• [Task directions] Reproduce the post on Marilynne Robinson's Gilead in full, word for word.

[Start of Article]

Sunday, August 07, 2005


Marilynne Robinson's
Gilead (2004)

MARILYNNE ROBINSON won the 2005 Pulitzer Prize for Fiction for her long-awaited second novel Gilead (2004), an elegiac and spiritual meditation (in the form of a long letter) between John Ames, an elderly, dying preacher, and the son he will never see grow up, in the dry, dusty prairie town of Gilead, Iowa, “a dogged little outpost in the sand hills, within striking distance of Kansas”. Robinson's début novel, Housekeeping (1980), a haunting, poetic evocation of existential solitude set against the backdrop of rural Idaho in the mid-1900s, is regarded by many as a modern American classic. (Gilead is also the winner of the 2005 National Book Critics Circle Award for Fiction and has been shortlisted for the 2004 Los Angeles Times Book Prize for Fiction.) With Gilead, which has been called “a masterly study of the dying of the light,” Robinson has produced another modern American classic.

[End of Article]
[Start of Stored rows]

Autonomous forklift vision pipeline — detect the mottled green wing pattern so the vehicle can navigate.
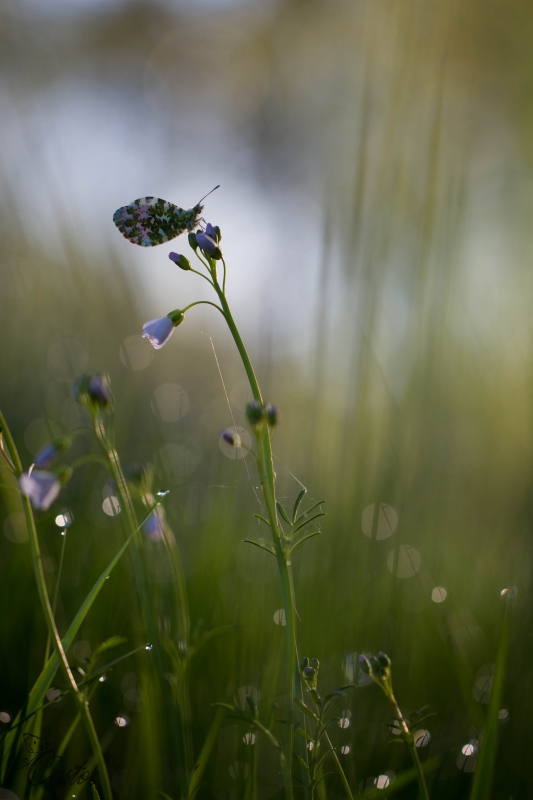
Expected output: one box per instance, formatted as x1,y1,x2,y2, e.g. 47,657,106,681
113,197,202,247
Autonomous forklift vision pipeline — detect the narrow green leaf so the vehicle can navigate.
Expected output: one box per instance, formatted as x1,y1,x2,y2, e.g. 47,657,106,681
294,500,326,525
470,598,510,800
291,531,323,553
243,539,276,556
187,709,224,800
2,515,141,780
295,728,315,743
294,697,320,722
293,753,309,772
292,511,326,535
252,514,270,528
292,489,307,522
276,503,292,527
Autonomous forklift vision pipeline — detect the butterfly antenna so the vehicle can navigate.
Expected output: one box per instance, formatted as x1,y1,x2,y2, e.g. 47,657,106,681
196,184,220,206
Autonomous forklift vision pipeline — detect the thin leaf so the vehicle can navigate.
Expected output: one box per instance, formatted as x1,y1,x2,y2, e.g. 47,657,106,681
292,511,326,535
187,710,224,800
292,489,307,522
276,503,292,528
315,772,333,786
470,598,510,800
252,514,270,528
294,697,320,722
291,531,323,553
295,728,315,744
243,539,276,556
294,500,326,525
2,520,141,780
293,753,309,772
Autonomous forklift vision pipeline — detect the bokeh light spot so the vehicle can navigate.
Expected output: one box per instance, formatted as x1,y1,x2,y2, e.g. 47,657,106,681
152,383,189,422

[End of Stored rows]
[Start of Stored rows]

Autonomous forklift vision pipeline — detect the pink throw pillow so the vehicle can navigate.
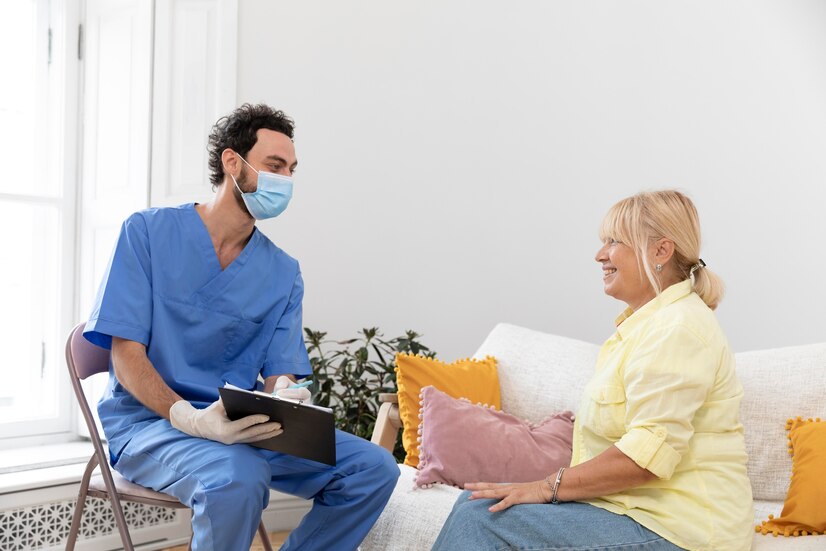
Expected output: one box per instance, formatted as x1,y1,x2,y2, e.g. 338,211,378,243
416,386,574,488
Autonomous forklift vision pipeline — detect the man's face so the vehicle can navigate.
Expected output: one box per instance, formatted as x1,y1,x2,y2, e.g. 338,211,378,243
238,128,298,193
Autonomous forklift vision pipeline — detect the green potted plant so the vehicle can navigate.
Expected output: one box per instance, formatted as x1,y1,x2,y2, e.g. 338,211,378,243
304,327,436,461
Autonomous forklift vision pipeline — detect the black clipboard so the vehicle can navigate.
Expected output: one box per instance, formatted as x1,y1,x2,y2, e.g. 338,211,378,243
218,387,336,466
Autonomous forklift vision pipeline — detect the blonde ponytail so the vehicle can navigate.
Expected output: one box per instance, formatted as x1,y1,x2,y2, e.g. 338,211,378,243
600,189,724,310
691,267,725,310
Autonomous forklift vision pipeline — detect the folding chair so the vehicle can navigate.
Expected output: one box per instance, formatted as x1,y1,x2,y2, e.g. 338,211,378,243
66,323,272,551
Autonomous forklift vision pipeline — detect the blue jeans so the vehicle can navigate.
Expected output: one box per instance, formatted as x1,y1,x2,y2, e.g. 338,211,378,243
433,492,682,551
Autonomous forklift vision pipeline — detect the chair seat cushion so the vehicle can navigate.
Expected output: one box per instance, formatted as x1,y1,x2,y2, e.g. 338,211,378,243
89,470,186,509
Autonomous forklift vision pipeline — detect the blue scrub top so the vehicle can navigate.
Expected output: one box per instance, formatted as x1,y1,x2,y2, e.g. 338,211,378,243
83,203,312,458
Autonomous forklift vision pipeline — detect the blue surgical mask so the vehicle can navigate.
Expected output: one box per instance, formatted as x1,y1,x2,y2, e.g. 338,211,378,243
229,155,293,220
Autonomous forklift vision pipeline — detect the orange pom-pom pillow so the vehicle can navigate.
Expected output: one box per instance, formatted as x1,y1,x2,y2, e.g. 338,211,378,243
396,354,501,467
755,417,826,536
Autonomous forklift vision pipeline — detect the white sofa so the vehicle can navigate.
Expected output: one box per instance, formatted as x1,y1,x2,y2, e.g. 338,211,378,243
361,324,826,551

[End of Stored rows]

• [The reply]
Sunday, August 07, 2005


Marilynne Robinson's
Gilead (2004)

MARILYNNE ROBINSON won the 2005 Pulitzer Prize for Fiction for her long-awaited second novel Gilead (2004), an elegiac and spiritual meditation (in the form of a long letter) between John Ames, an elderly, dying preacher, and the son he will never see grow up, in the dry, dusty prairie town of Gilead, Iowa, “a dogged little outpost in the sand hills, within striking distance of Kansas”. Robinson's début novel, Housekeeping (1980), a haunting, poetic evocation of existential solitude set against the backdrop of rural Idaho in the mid-1900s, is regarded by many as a modern American classic. (Gilead is also the winner of the 2005 National Book Critics Circle Award for Fiction and has been shortlisted for the 2004 Los Angeles Times Book Prize for Fiction.) With Gilead, which has been called “a masterly study of the dying of the light,” Robinson has produced another modern American classic.